*QUOTED PASSAGE*:
— START —

Two companies are developing the car. One Australian, the other, French. The French company has sold an order to Mexico City for taxis and other fleet vehicles.
They can't defy physics if they are in production, can they?
http://news.bbc.co.uk/1/hi/world/americas/992431.stm
Of course you can make a car that runs on compressed air. That is not the part the defies physics. I'm sorry, and I mean no personal offense, but you clearly just "want to believe", and so you believe. The claims made in this article are outrageous, and anyone looking at them with an open mind and a basic understanding of physics sees that in the first few sentences.
Look at the date of the article you linked....
Mr Negre says a tank-full of air - on which a car can travel up to 200km (120 miles) at a speed of about 90km/h - is equivalent to two litres of petrol.

— END —

*DATA LINES*:
— START —

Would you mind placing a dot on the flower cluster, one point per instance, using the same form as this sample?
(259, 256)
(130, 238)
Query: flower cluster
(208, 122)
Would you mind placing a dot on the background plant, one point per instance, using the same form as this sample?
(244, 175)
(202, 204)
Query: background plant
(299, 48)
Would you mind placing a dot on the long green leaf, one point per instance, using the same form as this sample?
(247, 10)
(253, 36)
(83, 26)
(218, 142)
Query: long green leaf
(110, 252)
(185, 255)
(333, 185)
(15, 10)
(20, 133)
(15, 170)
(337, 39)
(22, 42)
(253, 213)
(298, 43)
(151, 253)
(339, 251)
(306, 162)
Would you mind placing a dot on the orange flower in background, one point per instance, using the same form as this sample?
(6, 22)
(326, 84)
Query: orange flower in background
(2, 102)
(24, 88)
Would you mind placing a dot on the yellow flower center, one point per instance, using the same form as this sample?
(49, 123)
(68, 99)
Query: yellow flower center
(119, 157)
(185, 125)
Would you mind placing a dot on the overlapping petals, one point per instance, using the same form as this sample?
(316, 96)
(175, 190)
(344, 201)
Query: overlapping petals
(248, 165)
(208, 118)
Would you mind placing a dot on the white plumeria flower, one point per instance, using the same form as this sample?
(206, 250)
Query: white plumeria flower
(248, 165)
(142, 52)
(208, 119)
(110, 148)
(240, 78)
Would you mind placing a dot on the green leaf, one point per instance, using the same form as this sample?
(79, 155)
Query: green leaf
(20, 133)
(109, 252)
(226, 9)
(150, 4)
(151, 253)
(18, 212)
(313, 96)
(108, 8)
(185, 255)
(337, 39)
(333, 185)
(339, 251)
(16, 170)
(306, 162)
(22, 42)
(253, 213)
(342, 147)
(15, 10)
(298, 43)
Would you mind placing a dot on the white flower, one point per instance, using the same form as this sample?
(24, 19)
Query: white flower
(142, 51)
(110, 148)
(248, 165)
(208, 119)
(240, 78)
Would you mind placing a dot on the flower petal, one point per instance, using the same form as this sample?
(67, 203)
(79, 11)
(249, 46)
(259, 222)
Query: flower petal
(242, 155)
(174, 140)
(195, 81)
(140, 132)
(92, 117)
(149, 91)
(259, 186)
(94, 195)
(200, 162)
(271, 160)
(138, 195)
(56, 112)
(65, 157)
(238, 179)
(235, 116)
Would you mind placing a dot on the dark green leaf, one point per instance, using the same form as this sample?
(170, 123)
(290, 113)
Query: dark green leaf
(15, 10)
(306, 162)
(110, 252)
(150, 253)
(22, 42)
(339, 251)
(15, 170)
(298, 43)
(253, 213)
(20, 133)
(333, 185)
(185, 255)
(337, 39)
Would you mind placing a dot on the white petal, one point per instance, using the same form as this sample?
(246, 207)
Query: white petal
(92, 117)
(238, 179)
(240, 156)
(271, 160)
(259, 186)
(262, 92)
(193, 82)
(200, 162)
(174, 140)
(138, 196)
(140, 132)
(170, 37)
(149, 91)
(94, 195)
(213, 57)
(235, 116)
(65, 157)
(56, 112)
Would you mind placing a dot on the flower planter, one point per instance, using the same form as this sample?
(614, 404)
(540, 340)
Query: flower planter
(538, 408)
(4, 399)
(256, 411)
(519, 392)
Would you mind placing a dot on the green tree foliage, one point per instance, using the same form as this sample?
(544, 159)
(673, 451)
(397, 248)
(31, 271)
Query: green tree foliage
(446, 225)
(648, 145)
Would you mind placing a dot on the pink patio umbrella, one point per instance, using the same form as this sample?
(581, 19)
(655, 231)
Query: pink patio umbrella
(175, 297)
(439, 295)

— END —

*WRITTEN EXERCISE*:
Copy from the compressed-air car discussion the passage that begins with the words containing "Two companies are" and ends with "other fleet vehicles.". The rows come from a separate source, unrelated to the compressed-air car discussion.

*FINISHED ANSWER*:
Two companies are developing the car. One Australian, the other, French. The French company has sold an order to Mexico City for taxis and other fleet vehicles.